### Parts of the exercise
1. Reproduce the part of the sound and hearing notes starting with "Contain multiple frequencies." and going on through "the tone’s quality.".
2. Answer these questions from the sound and hearing notes:
(a) What range of frequencies do humans hear?
(b) What are the three bones that make up the ossicles?
(c) What decibel level is given for a rock concert?
3. Extend the sound and hearing notes from the point where they stop.

### Passage
>>

Contain multiple frequencies. The fundamental frequency is the lowest and most dominant frequency. Harmonics are additional frequencies that shape the tone’s quality.

Question 89

Loudness

Answer 89

Depends on amplitude—higher amplitude = louder sound. Measured in decibels (dB) (e.g., whisper: ~30 dB, rock concert: ~120 dB).

Question 90

Pitch

Answer 90

Determined by frequency (Hz)—higher frequency = higher pitch. Humans hear frequencies from 20 Hz to 20,000 Hz. Lower frequencies = deep sounds (bass), higher frequencies = high-pitched sounds (squeaks).

Question 91

Timbre (Sound Quality)

Answer 91

Why a piano and a violin sound different even when playing the same note. Affected by harmonics, attack (start of a sound), and decay (end of a sound).

Question 92

Ear Structure Parts

Answer 92

Outer Ear (Captures Sound): - Pinna - Auditory Canal Middle Ear (Amplifies Sound): - Tympanic Membrane (Eardrum) - Ossicles Inner Ear (Processes Sound into Neural Signals): - Cochlea - Basilar Membrane - Organ of Corti

Question 93

Outer Ear - Pinna

Answer 93

The visible part of the ear, helps with sound localization (knowing where a sound is coming from).

Question 94

Outer Ear - Auditory Canal

Answer 94

Protects the inner structures and amplifies certain frequencies to enhance hearing.

Question 95

Middle Ear - Tympanic Membrane (Eardrum)

Answer 95

Vibrates in response to sound waves.

Question 96

Middle Ear - Ossicles

Answer 96

Three small bones (Malleus, Incus, Stapes) that transmit and amplify vibrations from the eardrum to the inner ear.

Question 97

Inner Ear (Processes Sound into Neural Signals) - Cochlea

Answer 97

A spiral, fluid-filled structure that contains Basilar Membrane Organ of Corti

Question 98

Inner Ear (Processes Sound into Neural Signals) - Basilar Membrane

Answer 98

Moves in response to vibrations.

<<

### Records supplied

>>

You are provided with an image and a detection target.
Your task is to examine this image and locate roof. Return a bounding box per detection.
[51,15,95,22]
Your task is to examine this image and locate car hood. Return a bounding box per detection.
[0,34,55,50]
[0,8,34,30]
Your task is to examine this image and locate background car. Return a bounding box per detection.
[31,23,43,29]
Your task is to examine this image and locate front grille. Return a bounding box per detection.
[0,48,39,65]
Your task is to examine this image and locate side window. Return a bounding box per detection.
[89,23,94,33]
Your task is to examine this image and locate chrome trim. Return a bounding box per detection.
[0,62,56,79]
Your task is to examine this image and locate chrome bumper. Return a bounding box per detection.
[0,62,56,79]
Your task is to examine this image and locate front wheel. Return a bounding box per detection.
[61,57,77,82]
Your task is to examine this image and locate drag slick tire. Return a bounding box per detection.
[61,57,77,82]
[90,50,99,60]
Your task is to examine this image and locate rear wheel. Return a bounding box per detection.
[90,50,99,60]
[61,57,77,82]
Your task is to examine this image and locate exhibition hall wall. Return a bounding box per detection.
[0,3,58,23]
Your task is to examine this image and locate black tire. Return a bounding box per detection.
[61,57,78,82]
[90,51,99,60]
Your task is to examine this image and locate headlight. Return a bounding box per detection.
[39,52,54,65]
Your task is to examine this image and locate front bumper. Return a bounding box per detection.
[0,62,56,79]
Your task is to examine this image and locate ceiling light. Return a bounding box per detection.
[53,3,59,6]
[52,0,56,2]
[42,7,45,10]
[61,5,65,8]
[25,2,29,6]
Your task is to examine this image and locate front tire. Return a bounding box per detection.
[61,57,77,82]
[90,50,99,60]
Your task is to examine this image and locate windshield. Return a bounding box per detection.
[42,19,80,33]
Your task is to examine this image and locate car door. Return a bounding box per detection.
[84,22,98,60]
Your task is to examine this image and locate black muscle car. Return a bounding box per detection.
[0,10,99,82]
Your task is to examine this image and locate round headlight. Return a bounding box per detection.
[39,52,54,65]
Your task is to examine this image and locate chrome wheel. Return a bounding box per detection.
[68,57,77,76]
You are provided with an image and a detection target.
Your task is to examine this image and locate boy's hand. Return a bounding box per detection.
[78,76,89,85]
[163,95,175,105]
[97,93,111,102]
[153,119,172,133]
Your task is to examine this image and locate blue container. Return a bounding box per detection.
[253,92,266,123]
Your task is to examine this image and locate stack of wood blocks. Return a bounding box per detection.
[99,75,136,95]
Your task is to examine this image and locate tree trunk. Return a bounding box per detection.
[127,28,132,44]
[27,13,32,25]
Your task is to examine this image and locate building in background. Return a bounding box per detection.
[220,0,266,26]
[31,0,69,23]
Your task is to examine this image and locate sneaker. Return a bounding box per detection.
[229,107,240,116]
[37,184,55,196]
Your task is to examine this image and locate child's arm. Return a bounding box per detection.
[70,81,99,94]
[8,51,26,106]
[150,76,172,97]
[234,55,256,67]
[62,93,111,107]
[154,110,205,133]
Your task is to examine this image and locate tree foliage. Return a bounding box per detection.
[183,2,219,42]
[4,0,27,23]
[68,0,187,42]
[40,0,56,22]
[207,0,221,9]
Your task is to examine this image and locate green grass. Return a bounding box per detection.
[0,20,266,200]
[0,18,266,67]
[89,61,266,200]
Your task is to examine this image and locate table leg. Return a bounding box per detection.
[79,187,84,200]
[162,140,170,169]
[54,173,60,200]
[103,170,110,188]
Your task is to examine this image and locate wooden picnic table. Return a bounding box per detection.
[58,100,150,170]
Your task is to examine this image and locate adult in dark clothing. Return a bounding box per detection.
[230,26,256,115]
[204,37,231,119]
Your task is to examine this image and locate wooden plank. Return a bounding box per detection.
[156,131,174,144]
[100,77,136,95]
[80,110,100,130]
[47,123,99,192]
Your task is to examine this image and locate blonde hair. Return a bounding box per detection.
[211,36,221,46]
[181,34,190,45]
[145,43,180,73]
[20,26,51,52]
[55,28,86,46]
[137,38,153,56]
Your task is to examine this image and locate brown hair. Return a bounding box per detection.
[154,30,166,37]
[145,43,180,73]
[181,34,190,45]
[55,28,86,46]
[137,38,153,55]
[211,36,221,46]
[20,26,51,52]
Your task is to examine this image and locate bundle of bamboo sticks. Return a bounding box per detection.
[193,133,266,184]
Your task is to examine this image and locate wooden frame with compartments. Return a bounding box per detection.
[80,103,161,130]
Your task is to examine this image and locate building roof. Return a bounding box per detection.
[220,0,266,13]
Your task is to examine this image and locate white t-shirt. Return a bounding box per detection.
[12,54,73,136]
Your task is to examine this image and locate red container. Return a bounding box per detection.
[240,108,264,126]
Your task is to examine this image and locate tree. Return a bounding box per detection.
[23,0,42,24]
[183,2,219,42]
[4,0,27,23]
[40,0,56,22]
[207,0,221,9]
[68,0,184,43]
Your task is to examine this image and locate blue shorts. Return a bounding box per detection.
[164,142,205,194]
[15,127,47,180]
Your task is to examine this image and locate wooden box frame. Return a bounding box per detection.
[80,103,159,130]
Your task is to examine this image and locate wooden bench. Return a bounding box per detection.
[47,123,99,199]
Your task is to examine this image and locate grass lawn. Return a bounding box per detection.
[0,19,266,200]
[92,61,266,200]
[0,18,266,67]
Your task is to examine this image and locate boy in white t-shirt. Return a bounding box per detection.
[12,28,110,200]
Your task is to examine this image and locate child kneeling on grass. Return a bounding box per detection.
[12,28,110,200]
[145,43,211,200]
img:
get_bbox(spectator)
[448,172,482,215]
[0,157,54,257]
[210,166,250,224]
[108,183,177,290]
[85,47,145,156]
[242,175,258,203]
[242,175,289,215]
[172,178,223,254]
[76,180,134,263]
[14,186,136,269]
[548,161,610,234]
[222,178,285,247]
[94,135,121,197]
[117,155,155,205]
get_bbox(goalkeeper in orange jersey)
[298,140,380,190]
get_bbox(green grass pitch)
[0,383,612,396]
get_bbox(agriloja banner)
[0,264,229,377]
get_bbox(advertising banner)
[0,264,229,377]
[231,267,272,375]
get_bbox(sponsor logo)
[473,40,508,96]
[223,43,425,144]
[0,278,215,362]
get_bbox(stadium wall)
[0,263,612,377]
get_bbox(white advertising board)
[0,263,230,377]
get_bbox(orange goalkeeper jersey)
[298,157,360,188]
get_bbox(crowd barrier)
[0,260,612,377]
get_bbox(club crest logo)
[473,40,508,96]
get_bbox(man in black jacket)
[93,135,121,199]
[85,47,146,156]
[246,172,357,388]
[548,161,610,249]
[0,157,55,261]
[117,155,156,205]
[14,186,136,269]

<<

### Answers to the exercise
1.
Contain multiple frequencies. The fundamental frequency is the lowest and most dominant frequency. Harmonics are additional frequencies that shape the tone’s quality.

2.
(a) 20 Hz to 20,000 Hz
(b) Malleus, Incus, Stapes
(c) About 120 dB

3.
Question 99

Inner Ear (Processes Sound into Neural Signals) - Organ of Corti

Answer 99

Contains hair cells that convert sound vibrations into electrical signals.

Question 100

How Hair Cells Work

Answer 100

Hair cells inside the cochlea bend when vibrations pass through the basilar membrane. This bending generates electrical signals sent to the auditory nerve, which then transmits them to the brain.

Question 101

Place Coding

Answer 101

Different parts of the basilar membrane respond to different frequencies: High frequencies: Activate the base of the cochlea. Low frequencies: Activate the apex (tip) of the cochlea.

Question 102

Temporal Coding

Answer 102

Neurons fire in sync with the frequency of the sound (phase locking). Volley principle: Multiple neurons work together to capture higher frequencies.

Question 103

Pathway to the Brain

Answer 103

Cochlea → Auditory Nerve → Brainstem → Auditory Cortex (in the temporal lobe).

Question 104

Presbycusis

Answer 104

Age-Related Hearing Loss Gradual loss of high-frequency sounds, more common in men.

Question 105

Noise-Induced Hearing Loss

Answer 105

Caused by exposure to loud sounds (e.g., concerts, machinery, headphones). Damage to hair cells is permanent.

Question 106

Interaural Time Difference (ITD)

Answer 106

If a sound comes from the right, it reaches the right ear slightly earlier than the left. The brain measures this tiny delay to determine direction.

Question 107

Interaural Level Difference (ILD)

Answer 107

The head blocks some sound waves, making them quieter in the far ear. This cue is stronger for high-frequency sounds.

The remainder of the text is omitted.